<<<<

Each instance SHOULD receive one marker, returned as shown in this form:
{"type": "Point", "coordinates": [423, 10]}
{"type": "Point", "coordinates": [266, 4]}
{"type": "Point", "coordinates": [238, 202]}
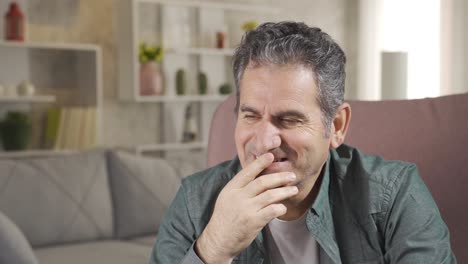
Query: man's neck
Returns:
{"type": "Point", "coordinates": [298, 208]}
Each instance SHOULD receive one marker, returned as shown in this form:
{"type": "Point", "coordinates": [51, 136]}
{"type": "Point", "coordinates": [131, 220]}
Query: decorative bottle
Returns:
{"type": "Point", "coordinates": [14, 23]}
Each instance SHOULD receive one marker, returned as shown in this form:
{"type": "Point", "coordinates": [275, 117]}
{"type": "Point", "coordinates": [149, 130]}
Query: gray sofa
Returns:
{"type": "Point", "coordinates": [96, 206]}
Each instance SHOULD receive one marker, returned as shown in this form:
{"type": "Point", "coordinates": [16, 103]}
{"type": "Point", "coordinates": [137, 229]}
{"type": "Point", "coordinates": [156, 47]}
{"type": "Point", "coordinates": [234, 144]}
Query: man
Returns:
{"type": "Point", "coordinates": [296, 193]}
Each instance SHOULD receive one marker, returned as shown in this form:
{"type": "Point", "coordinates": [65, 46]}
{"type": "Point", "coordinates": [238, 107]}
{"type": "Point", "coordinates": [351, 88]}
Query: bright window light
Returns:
{"type": "Point", "coordinates": [413, 26]}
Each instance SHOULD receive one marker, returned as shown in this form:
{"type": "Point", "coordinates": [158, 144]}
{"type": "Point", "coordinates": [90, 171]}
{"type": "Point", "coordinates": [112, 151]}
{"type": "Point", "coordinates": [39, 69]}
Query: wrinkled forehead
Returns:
{"type": "Point", "coordinates": [273, 85]}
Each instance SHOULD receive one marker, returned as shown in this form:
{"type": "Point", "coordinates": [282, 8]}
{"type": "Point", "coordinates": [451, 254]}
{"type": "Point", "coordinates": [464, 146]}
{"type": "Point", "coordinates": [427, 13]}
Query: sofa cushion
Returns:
{"type": "Point", "coordinates": [142, 189]}
{"type": "Point", "coordinates": [58, 199]}
{"type": "Point", "coordinates": [102, 252]}
{"type": "Point", "coordinates": [144, 240]}
{"type": "Point", "coordinates": [14, 246]}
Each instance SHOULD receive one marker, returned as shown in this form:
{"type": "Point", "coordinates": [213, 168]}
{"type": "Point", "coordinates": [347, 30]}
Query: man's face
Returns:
{"type": "Point", "coordinates": [278, 113]}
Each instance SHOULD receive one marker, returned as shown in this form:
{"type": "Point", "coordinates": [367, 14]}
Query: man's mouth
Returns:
{"type": "Point", "coordinates": [276, 158]}
{"type": "Point", "coordinates": [280, 159]}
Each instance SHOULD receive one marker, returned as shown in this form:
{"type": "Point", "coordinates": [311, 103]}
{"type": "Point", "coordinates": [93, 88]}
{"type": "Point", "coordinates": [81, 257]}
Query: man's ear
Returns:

>>>>

Activity:
Go through the listing above. Show each line where the word "Query" is found.

Exercise answer:
Query: man's neck
Query: decorative bottle
Query: gray sofa
Query: man
Query: bright window light
Query: wrinkled forehead
Query: sofa cushion
Query: man's face
Query: man's mouth
Query: man's ear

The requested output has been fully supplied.